## Your instructions
Each entry is to be given again word for word; images are dropped.

## Stored data entries
- - - - -
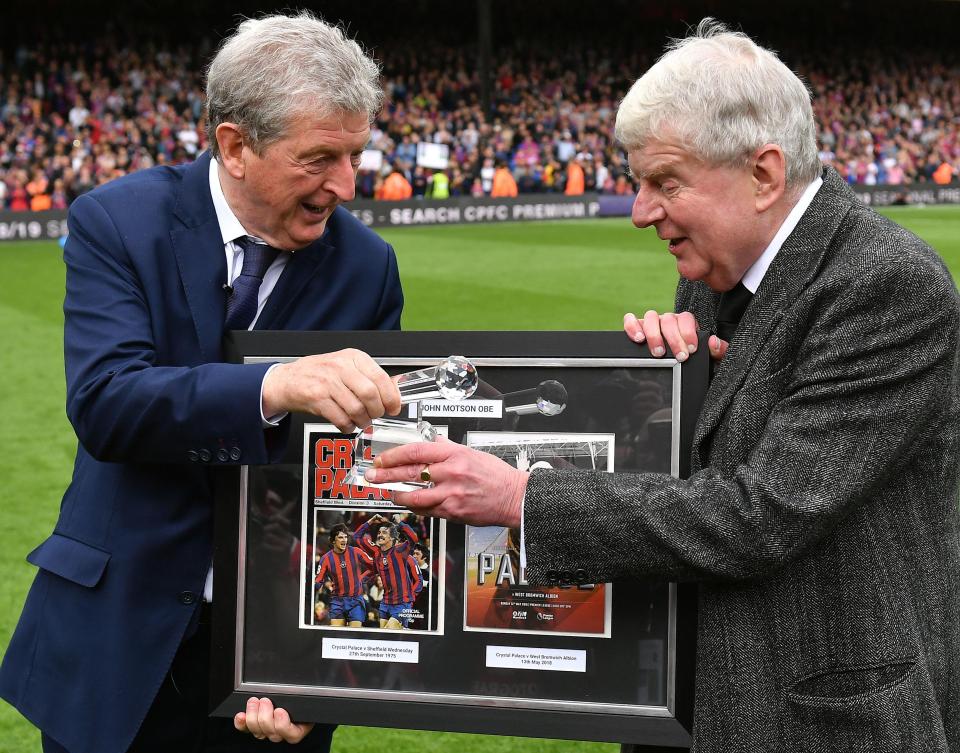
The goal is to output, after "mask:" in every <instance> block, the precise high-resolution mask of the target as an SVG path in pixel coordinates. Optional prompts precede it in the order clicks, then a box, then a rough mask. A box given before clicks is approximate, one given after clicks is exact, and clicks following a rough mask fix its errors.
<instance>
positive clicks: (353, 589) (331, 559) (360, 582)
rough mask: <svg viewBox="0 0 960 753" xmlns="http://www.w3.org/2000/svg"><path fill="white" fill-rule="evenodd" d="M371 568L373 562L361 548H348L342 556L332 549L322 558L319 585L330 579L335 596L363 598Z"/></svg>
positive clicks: (319, 577) (371, 566)
mask: <svg viewBox="0 0 960 753" xmlns="http://www.w3.org/2000/svg"><path fill="white" fill-rule="evenodd" d="M371 568H373V560H372V559H371V557H370V555H369V554H367V553H366V552H365V551H363V550H362V549H361V548H360V547H356V546H348V547H347V548H346V549H344V551H343V553H342V554H337V553H336V552H335V551H334V550H333V549H331V550H330V551H329V552H327V553H326V554H325V555H323V557H321V558H320V566H319V568H318V569H317V583H323V582H324V580H326V579H327V578H330V579H331V580H332V581H333V595H334V596H362V595H363V581H364V579H365V578H366V577H367V576H368V575H369V574H370V571H371Z"/></svg>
- - - - -
## Response for this exercise
The goal is to output, after "mask:" in every <instance> block, the precise high-resolution mask of the target as an SVG path in pixel coordinates. Optional prompts precede it in the order clicks, then a box, then a rough mask. A box given before clicks is approximate, one given after clicks is exact, and clicks following a rough mask fix its errors.
<instance>
positive clicks: (353, 589) (331, 559) (360, 582)
rough mask: <svg viewBox="0 0 960 753" xmlns="http://www.w3.org/2000/svg"><path fill="white" fill-rule="evenodd" d="M371 568L373 562L361 548H348L342 556L332 549L322 558L319 585L330 579L335 596L363 598Z"/></svg>
positive clicks: (319, 577) (371, 566)
mask: <svg viewBox="0 0 960 753" xmlns="http://www.w3.org/2000/svg"><path fill="white" fill-rule="evenodd" d="M371 568H373V560H372V559H371V557H370V555H369V554H367V553H366V552H365V551H363V550H362V549H361V548H360V547H356V546H348V547H347V548H346V549H344V551H343V553H342V554H337V553H336V552H335V551H334V550H333V549H331V550H330V551H329V552H327V553H326V554H325V555H323V557H321V558H320V566H319V568H318V569H317V583H323V582H324V580H326V579H327V578H330V579H331V580H332V581H333V595H334V596H362V595H363V581H364V579H365V578H366V577H367V576H368V575H369V574H370V571H371Z"/></svg>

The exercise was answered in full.